But now it’s not just for us. You can see what taxes we would pay. Every client in that fund would pay proportionately the same tax rate that we would when there’s no reason to This is a perfectly good security. That’s a problem. Some people solve the problem with leveraging, and we’re not gonna do that.

So that’s out. But it hurts the marketing effort. So what’s the solution? Solution is that we have a number of securities in these funds that pay periodically and usually high dividends. And unlike a mutual fund, which has to pay its dividends out to the customer base because that’s required by law, the partnerships can hang on to dividends.

We use the dividends to rediversify the funds as we find new securities. So the partnerships have a certain flexibility that the mutual funds don’t have. Now when the mutual fund, when you sell securities, you have to distribute not only the income, but also all the capital gains. So you made a hundred million dollars in profits. You have to distribute a hundred million dollars to your clientele.

So when you trade aggressively, and I should tell you parenthetically that virtually every SEC registered fund trades aggressively. The normal turnover in the SEC registered fund that are active is rarely less than a %, and 200% turnover a year or more is not uncommon. We don’t do that sort of thing. So I think that our SEC registered funds from that point of view are far, far more tax efficient. And so we we diversify.

We take our time at that, thereby taking the the care and the time to manage the potential tax liability. So that’s how that’s kind of how it works. We just don’t respond instantaneously. So it’s got a disadvantage in that it makes it harder to market. But on the other hand, it makes it easier to market.

You have, I think, a more robust return in the long run. And the results are all on our website, and I invite you to look at them, and only you can be the judge of that. So I hope that answers that question.

Mark Kernan, Chief Financial Officer, Horizon Kinetics: Okay. Great. You mentioned a few minutes ago, FRMO is a sister company, so I thought maybe you could touch on that relationship a little bit. The the question is specific to, is FRMO entitled to a portion of the carry revenue? And just for other listeners, we have disclosed in one of the footnotes, and this has been out there a while, that FRMO does have a right to a 4.2% share of the company’s gross revenue prior to any commission sharing arrangements.

Murray Stahl, Chairman and Chief Executive Officer, Horizon Kinetics: Right. So what you’ll see is if you look at the FRMO financials, you’ll see a line item, what’s called the revenue share. We’re obligated to value it, and we create a value, and we never change it because it’s a very debatable subject. What is the revenue share worth? I guess it depends on how much revenue you’re sharing.

We don’t wanna do any one change it every quarter. But in any event, yes, it’s the number is 4.2%. So FMO gets 4.2% of the revenue of Horizon off the top. So how did this come to get that? You might well ask.

Years ago, when Horizon was a smaller company and FMO was a smaller company, Horizon and Kinetics were separate firms. So FMO was which had financed some business activities. We didn’t want to have to register FMO as a investment adviser, which it really wasn’t. It’s bad enough. We had two investment advisers.

To make three investment advisers all run by the same people was really confusing. So what we basically did is we surrendered to Horizon all of the asset management products, everything, in exchange for revenue share. So we gave up all the income, and the quid pro quo was we didn’t wanna sell it for cash because we’re doing a tax. So we got the revenue share, and that’s the origin of it. It stays that way to this day.

## TASK LIST
1 > List every sentence in the Horizon Kinetics call transcript that ends with a question mark.
2 > Reproduce the stretch of the Horizon Kinetics call transcript from "To make three" through "to this day." word for word.
3 > Extend the Horizon Kinetics call transcript, picking up after its final sentence.

## DATA ENTRIES
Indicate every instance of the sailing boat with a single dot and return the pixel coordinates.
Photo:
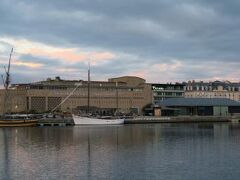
(8, 120)
(90, 120)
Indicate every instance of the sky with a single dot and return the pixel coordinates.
(158, 40)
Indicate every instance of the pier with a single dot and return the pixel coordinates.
(56, 122)
(178, 119)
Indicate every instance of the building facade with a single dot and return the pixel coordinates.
(165, 91)
(216, 89)
(126, 94)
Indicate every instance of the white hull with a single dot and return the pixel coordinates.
(79, 120)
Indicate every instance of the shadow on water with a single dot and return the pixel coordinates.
(149, 151)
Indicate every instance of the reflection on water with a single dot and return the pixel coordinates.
(153, 151)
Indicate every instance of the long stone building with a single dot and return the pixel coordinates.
(126, 94)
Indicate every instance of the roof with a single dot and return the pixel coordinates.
(198, 102)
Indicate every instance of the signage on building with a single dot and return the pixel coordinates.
(157, 88)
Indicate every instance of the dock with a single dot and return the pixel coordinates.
(56, 122)
(178, 119)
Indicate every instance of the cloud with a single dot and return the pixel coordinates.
(166, 40)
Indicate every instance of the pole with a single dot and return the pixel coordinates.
(88, 86)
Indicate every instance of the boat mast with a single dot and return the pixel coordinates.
(6, 83)
(88, 87)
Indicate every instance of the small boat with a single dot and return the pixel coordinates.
(88, 120)
(13, 120)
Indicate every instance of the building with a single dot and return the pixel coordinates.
(165, 91)
(126, 94)
(216, 89)
(198, 106)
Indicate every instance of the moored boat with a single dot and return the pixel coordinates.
(18, 121)
(13, 120)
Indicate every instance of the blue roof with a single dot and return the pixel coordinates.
(198, 102)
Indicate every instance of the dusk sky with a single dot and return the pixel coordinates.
(158, 40)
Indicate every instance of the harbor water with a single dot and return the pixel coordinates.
(134, 151)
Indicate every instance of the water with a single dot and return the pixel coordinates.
(154, 151)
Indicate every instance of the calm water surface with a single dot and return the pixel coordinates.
(154, 151)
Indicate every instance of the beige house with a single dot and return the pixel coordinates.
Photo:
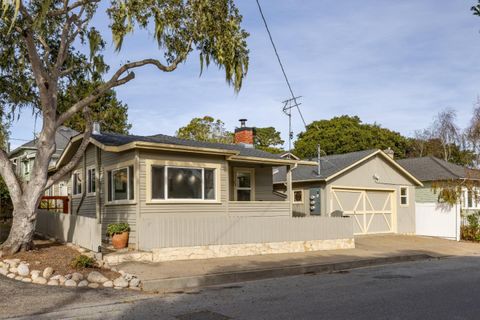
(176, 193)
(368, 186)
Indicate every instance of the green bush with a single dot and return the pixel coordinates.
(82, 261)
(471, 231)
(116, 228)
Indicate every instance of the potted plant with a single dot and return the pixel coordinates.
(119, 234)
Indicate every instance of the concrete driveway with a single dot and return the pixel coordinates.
(370, 250)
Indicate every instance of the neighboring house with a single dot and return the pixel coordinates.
(366, 185)
(23, 157)
(434, 217)
(185, 193)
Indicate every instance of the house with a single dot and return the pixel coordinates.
(366, 185)
(23, 157)
(434, 216)
(186, 199)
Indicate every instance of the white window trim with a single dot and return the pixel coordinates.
(88, 180)
(293, 196)
(406, 196)
(77, 195)
(237, 170)
(183, 165)
(116, 167)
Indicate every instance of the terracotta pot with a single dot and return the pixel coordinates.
(120, 240)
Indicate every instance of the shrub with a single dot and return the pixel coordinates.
(82, 261)
(116, 228)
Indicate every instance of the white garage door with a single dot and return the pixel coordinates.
(372, 210)
(436, 220)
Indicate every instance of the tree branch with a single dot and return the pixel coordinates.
(75, 159)
(116, 80)
(9, 176)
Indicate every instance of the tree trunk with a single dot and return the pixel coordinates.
(21, 233)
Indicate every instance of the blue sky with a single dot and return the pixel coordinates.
(396, 63)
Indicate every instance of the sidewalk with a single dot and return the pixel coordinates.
(370, 250)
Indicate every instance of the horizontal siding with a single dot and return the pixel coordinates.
(259, 208)
(164, 232)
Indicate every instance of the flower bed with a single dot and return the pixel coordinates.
(52, 264)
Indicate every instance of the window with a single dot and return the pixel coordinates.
(120, 184)
(177, 183)
(91, 187)
(76, 183)
(244, 184)
(297, 196)
(404, 196)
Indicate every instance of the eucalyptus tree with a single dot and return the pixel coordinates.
(40, 59)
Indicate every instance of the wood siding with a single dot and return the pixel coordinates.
(174, 231)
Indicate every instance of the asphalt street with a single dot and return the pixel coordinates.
(435, 289)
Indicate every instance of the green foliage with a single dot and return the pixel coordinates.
(471, 231)
(347, 134)
(205, 129)
(82, 261)
(267, 139)
(117, 228)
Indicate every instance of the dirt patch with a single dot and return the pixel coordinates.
(58, 256)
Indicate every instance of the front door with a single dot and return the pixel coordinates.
(244, 184)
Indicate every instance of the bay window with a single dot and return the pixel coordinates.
(182, 183)
(120, 184)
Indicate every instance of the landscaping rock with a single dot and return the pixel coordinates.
(70, 283)
(35, 274)
(40, 280)
(53, 282)
(47, 272)
(23, 270)
(97, 277)
(120, 282)
(134, 283)
(77, 276)
(3, 271)
(83, 283)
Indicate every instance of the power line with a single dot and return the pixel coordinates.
(294, 98)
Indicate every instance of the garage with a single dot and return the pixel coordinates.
(368, 186)
(372, 210)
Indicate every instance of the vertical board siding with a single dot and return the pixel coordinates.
(82, 231)
(171, 231)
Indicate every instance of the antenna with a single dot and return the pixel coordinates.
(288, 105)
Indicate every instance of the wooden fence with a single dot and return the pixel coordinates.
(82, 231)
(171, 231)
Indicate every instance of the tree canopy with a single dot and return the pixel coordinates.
(347, 134)
(206, 129)
(268, 139)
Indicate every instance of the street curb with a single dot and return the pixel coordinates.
(170, 285)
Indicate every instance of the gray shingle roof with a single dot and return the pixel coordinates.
(114, 139)
(329, 165)
(434, 169)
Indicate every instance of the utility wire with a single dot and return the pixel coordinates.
(280, 62)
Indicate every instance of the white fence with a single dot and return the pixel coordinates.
(82, 231)
(437, 220)
(171, 231)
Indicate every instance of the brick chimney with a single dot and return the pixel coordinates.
(244, 135)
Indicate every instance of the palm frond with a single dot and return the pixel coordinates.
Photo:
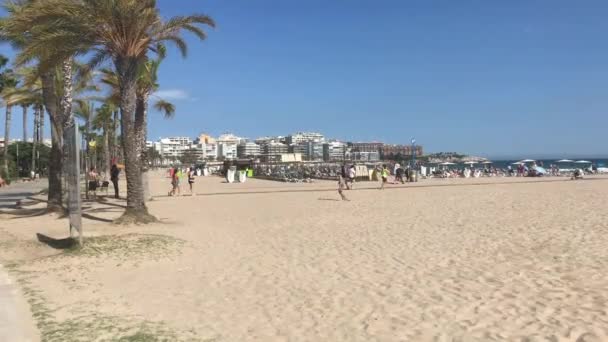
(166, 108)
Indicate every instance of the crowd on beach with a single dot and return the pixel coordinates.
(179, 175)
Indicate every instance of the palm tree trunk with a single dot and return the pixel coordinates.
(55, 197)
(24, 107)
(7, 129)
(115, 146)
(136, 207)
(72, 162)
(40, 135)
(141, 127)
(106, 149)
(35, 137)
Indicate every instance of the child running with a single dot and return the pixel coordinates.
(191, 174)
(384, 173)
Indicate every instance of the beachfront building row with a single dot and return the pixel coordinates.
(46, 142)
(310, 146)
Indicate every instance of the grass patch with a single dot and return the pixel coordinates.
(127, 246)
(94, 326)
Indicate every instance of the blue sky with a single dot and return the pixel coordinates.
(492, 78)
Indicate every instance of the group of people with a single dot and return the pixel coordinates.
(94, 180)
(348, 174)
(346, 179)
(177, 175)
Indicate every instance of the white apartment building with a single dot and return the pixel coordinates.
(334, 151)
(302, 137)
(173, 147)
(248, 149)
(210, 151)
(227, 146)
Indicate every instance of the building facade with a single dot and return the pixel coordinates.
(227, 146)
(302, 137)
(274, 149)
(403, 151)
(366, 146)
(248, 150)
(334, 151)
(173, 147)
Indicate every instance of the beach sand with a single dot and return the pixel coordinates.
(439, 260)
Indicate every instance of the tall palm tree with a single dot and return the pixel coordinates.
(103, 121)
(10, 98)
(24, 107)
(146, 84)
(55, 76)
(31, 95)
(124, 31)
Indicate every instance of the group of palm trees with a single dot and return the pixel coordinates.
(65, 46)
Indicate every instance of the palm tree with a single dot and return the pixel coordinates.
(55, 77)
(146, 84)
(124, 31)
(24, 107)
(31, 95)
(103, 121)
(10, 99)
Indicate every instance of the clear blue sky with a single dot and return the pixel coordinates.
(494, 78)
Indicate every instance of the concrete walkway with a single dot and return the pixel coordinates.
(19, 191)
(16, 323)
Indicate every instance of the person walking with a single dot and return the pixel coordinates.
(114, 172)
(341, 186)
(93, 181)
(384, 174)
(191, 175)
(352, 174)
(174, 182)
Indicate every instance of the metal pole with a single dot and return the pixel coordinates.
(413, 153)
(73, 179)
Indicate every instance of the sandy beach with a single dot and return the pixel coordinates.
(504, 259)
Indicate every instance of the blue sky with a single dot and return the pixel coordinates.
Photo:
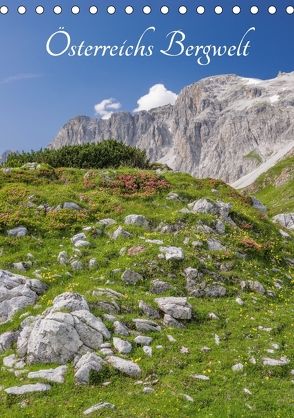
(39, 93)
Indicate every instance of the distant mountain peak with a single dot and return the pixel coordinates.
(222, 126)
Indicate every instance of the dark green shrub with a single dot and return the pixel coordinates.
(106, 154)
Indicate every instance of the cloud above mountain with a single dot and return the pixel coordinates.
(106, 108)
(158, 95)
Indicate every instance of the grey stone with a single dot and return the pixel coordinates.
(159, 286)
(253, 286)
(122, 346)
(131, 277)
(283, 361)
(70, 301)
(147, 350)
(238, 367)
(7, 339)
(86, 364)
(120, 328)
(258, 205)
(148, 310)
(144, 325)
(17, 292)
(18, 232)
(215, 291)
(177, 307)
(124, 366)
(25, 389)
(215, 245)
(143, 340)
(137, 220)
(172, 253)
(52, 375)
(62, 258)
(71, 206)
(120, 232)
(285, 219)
(98, 407)
(169, 321)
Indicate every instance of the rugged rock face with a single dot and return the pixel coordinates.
(221, 127)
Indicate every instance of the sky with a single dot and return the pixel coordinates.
(39, 93)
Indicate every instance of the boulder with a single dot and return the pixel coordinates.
(208, 206)
(177, 307)
(285, 219)
(57, 336)
(122, 346)
(71, 206)
(258, 205)
(25, 389)
(172, 253)
(143, 340)
(215, 245)
(145, 325)
(124, 366)
(98, 407)
(51, 375)
(253, 286)
(131, 277)
(16, 293)
(137, 220)
(86, 364)
(159, 286)
(120, 232)
(18, 232)
(148, 310)
(7, 339)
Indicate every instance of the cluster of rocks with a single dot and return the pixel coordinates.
(17, 292)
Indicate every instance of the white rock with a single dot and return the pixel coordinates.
(143, 340)
(18, 232)
(239, 301)
(237, 367)
(122, 346)
(22, 390)
(200, 377)
(137, 220)
(266, 361)
(52, 375)
(172, 253)
(16, 293)
(125, 366)
(87, 363)
(177, 307)
(98, 407)
(147, 350)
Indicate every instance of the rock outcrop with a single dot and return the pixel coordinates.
(221, 127)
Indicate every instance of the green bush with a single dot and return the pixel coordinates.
(108, 153)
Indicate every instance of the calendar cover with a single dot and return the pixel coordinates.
(146, 208)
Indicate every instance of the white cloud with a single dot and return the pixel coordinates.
(105, 108)
(157, 96)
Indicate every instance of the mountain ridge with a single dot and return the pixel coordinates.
(211, 130)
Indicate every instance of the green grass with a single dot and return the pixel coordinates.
(253, 155)
(275, 188)
(223, 395)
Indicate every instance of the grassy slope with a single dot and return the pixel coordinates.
(275, 188)
(223, 395)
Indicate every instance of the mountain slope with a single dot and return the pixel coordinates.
(275, 188)
(223, 351)
(220, 127)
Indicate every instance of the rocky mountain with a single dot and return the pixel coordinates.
(222, 127)
(132, 293)
(3, 157)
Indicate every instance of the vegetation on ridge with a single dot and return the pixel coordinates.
(254, 250)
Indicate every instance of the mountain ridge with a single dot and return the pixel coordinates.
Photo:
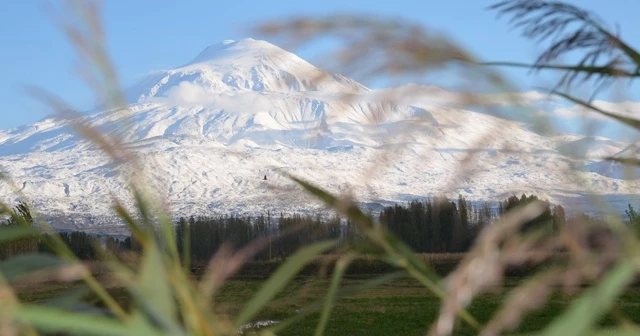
(208, 131)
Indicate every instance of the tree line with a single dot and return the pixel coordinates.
(435, 225)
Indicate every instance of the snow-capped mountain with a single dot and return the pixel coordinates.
(209, 131)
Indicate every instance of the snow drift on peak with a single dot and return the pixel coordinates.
(245, 65)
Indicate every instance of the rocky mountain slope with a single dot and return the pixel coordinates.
(209, 131)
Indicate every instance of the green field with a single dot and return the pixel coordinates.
(401, 307)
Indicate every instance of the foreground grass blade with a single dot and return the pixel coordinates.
(280, 279)
(585, 311)
(153, 291)
(50, 319)
(316, 305)
(22, 265)
(330, 297)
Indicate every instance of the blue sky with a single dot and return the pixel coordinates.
(148, 35)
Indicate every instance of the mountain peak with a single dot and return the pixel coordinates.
(230, 49)
(243, 65)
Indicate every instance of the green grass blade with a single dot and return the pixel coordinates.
(280, 279)
(153, 287)
(22, 265)
(316, 305)
(338, 273)
(53, 320)
(585, 311)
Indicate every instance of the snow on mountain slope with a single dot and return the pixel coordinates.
(209, 131)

## EXPECTED RESULTS
1 >
So what’s the solution?
The the question is specific to, is FRMO entitled to a portion of the carry revenue?
What is the revenue share worth?
So how did this come to get that?

2 >
To make three investment advisers all run by the same people was really confusing. So what we basically did is we surrendered to Horizon all of the asset management products, everything, in exchange for revenue share. So we gave up all the income, and the quid pro quo was we didn’t wanna sell it for cash because we’re doing a tax. So we got the revenue share, and that’s the origin of it. It stays that way to this day.

3 >
So that’s how that happens. Think that covers it.

Mark Kernan, Chief Financial Officer, Horizon Kinetics: Yeah. I think so. And then maybe this would be a good question to to round it out. Do you have maybe a question just overall about the Horizon Kinetic stock itself, and do we have any plans near term plans to uplift the stock?

Murray Stahl, Chairman and Chief Executive Officer, Horizon Kinetics: We’re looking at all kinds of issues. We’ve been pretty busy these last couple of months with number of things, like paying your taxes on performance fee, like doing the consolidated financials of Horizon, like getting the quotation OTC markets for consensus mining. So we haven’t pursued. We’ve just been too busy to pursue it. In order to get an uplisting, right now, Horizon wouldn’t qualify.

We don’t have enough volume. So one of two things. We’re gonna to get an uplisting, we have to do one of two things. Number one, possibility. Some shareholders are gonna have to sell some stock.

And depending on how much stock they sell, we didn’t qualify, and we would be delighted if you could do an uplisting. It’s possibly number one. Possibility number two, we could do an offering of stock, and that would trade. And we don’t really need any money, so that would solve the listing problem. We have no problem listing.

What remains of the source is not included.